▸ REQUIREMENT:
Convert the listing below into a JSON array of strings, one string per line, omitting blank lines and leaving out the pictures.

(Portion of a data file)
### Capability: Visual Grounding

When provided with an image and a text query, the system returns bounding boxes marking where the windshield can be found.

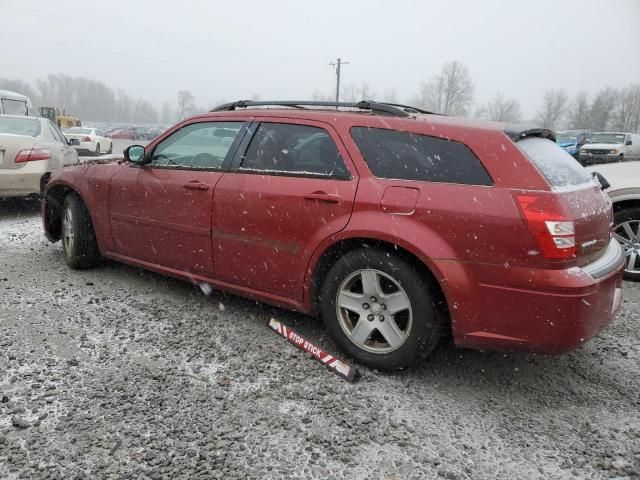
[65,127,91,135]
[589,133,626,143]
[0,117,40,137]
[556,132,580,143]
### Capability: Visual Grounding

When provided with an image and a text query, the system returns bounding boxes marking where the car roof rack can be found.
[211,100,440,117]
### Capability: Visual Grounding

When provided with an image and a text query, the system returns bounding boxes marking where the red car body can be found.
[42,109,623,353]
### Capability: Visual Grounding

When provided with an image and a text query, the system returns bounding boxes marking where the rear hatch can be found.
[0,115,40,169]
[517,137,613,266]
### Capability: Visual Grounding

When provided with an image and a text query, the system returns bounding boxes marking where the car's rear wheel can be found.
[320,249,443,370]
[613,207,640,282]
[61,193,100,269]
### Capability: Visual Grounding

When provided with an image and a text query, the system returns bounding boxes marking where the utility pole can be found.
[329,58,349,103]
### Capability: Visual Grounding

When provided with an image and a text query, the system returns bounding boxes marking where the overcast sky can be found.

▸ EXERCISE SOLUTION:
[
  "### Capability: Visual Grounding",
  "When provided with an image and a text query, the system returns bounding boxes marking where the windshield can be found.",
  "[65,127,91,135]",
  "[589,133,626,143]",
  "[0,117,40,137]",
  "[556,132,580,143]",
  "### Capability: Visual Grounding",
  "When provided with an image and a text query, the system returns bounding boxes marking where the car roof rack can be found.",
  "[211,100,440,117]",
  "### Capability: Visual Grounding",
  "When provided with an image and a text query, the system returns bounding boxes marking where the red car body can be found.",
  "[42,109,623,353]",
  "### Capability: Visual Grounding",
  "When provided with an image and a text query, the system returns bounding boxes marking where the rear hatch can be found.",
  "[0,115,40,169]",
  "[517,137,613,266]",
  "### Capability: Visual Grounding",
  "When provided with an image and a text query, the system returns bounding boxes marking where the car's rear wheel can be found.",
  "[320,249,443,370]",
  "[613,207,640,282]",
  "[61,193,100,269]",
  "### Capability: Visual Grounding",
  "When provided with an image and a text query, the system returns bounding boxes marking where the utility pole can be found.",
  "[329,58,349,103]",
  "### Capability: Visual Grounding",
  "When provided with an image and a text query, the system returns bounding boxes marking where the overcast sky can be found."
]